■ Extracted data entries

══════════

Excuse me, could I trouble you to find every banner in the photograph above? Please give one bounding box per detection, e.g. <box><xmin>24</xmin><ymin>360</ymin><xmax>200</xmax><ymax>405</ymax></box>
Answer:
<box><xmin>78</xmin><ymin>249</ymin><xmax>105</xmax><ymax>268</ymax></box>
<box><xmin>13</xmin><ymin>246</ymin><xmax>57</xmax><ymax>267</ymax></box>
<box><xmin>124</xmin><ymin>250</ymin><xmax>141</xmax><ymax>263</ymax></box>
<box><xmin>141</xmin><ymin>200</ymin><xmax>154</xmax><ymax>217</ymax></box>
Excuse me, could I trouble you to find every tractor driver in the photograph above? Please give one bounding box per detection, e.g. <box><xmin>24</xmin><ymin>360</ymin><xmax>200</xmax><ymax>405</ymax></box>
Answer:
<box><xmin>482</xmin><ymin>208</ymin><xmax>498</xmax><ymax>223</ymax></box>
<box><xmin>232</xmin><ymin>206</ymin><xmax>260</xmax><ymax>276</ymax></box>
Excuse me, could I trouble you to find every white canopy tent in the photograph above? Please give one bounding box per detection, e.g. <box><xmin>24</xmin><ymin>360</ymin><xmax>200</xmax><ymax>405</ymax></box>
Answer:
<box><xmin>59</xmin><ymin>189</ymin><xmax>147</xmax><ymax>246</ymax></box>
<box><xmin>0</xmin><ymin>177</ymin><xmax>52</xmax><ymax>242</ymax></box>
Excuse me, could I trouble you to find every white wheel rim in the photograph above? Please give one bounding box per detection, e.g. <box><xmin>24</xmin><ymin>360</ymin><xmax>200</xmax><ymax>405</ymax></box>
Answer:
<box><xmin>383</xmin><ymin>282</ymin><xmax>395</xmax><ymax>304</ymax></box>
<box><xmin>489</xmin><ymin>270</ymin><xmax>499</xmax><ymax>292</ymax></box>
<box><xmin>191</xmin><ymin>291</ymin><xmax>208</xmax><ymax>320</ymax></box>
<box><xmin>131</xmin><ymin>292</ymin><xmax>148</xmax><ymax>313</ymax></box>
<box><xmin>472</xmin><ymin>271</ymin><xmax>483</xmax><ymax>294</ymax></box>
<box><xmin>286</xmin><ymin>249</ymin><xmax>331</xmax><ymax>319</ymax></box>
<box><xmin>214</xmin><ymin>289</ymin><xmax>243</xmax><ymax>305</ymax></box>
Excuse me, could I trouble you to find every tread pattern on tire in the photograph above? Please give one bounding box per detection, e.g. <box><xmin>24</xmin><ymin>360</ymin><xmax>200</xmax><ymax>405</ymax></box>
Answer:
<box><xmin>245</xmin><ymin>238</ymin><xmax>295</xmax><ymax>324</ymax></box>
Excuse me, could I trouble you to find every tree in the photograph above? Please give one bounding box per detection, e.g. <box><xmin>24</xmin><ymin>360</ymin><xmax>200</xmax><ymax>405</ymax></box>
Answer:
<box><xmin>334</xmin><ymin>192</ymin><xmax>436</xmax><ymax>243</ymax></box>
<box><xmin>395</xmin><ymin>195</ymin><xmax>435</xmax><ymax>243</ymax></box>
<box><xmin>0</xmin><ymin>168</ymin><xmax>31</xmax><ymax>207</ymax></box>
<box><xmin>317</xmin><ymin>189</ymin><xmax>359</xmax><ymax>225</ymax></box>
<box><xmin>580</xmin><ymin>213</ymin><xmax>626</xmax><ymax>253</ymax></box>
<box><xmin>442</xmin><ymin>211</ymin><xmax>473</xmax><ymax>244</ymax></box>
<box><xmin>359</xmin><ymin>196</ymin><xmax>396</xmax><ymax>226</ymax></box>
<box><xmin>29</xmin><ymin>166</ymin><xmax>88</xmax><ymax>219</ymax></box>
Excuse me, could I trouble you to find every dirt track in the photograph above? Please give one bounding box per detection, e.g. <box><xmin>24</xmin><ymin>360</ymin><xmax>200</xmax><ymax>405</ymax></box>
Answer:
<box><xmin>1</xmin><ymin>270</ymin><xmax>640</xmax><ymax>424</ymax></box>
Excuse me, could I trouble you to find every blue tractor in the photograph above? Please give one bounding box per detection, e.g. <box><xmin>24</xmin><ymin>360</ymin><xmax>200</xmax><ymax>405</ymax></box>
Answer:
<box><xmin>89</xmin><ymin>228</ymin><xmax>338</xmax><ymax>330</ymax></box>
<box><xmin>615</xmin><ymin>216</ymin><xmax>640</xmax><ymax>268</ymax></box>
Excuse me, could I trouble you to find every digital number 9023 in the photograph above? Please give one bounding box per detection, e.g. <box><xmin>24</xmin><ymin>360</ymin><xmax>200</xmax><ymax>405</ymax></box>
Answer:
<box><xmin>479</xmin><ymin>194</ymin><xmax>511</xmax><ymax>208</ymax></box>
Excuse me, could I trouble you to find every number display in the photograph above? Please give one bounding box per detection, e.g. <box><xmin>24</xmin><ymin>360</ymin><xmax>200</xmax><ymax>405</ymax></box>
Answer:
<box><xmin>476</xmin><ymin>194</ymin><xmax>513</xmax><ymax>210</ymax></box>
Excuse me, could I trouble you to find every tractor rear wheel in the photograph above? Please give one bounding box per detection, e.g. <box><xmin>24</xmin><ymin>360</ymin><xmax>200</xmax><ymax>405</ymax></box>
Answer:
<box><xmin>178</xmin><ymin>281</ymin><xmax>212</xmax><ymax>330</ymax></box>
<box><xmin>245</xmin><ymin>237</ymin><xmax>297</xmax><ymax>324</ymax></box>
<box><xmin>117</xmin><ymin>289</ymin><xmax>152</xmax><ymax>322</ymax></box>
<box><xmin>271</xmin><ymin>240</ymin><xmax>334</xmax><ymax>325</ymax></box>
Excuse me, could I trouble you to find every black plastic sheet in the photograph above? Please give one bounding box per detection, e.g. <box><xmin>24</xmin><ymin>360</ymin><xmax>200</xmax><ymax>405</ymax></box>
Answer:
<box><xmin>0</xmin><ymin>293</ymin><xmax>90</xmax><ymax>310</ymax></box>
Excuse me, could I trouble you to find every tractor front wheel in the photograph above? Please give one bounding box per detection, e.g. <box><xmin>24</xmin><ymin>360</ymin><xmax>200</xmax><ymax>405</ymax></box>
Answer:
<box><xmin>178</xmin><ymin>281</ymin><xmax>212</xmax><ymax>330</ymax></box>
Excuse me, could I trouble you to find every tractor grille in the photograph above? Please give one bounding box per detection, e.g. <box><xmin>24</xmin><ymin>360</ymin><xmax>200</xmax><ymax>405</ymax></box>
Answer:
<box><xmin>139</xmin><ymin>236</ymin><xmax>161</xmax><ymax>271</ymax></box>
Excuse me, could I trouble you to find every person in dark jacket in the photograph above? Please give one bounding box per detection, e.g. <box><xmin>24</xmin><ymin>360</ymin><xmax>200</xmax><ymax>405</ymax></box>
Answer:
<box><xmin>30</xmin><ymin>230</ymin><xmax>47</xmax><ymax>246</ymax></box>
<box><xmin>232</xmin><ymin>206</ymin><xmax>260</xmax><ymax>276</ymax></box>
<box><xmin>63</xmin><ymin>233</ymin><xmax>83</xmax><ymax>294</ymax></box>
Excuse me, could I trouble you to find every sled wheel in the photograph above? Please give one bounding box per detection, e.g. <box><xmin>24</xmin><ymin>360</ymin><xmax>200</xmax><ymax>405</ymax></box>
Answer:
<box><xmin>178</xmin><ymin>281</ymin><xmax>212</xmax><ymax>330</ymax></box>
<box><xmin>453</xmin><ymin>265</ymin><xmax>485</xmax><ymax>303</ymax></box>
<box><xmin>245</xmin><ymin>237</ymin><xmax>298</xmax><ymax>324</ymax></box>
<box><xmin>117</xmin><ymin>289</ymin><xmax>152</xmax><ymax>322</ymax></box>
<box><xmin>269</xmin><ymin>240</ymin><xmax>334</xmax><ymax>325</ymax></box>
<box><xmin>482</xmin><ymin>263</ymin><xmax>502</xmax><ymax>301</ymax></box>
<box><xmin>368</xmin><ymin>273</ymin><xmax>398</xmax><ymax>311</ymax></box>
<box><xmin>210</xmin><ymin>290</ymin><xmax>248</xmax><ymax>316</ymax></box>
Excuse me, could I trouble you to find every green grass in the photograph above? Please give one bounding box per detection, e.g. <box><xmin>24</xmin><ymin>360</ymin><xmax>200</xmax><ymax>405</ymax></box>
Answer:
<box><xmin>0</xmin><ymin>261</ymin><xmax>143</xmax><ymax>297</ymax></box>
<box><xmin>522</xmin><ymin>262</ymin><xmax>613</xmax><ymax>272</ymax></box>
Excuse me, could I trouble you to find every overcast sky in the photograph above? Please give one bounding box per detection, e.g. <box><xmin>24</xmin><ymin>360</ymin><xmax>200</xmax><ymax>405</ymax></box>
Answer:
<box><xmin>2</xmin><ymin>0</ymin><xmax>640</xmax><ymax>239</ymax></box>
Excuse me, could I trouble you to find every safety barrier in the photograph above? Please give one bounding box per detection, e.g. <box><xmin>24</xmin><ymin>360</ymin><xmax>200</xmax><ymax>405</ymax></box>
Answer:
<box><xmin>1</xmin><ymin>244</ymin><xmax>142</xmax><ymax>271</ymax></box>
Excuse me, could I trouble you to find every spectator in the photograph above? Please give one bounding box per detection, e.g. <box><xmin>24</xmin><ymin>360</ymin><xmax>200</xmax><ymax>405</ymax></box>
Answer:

══════════

■ ASSIGNMENT
Your answer must be the line with "Excuse me, could I trouble you to find every spectator" and all lines after it through the final line of the entries, copied exactly and with nothing added.

■ RESULT OF THIS EXERCISE
Excuse me, could I trouble you to find every spectator in the photograph above? Please give one bounding box per detection, e.g. <box><xmin>24</xmin><ymin>360</ymin><xmax>200</xmax><ymax>405</ymax></box>
Answer:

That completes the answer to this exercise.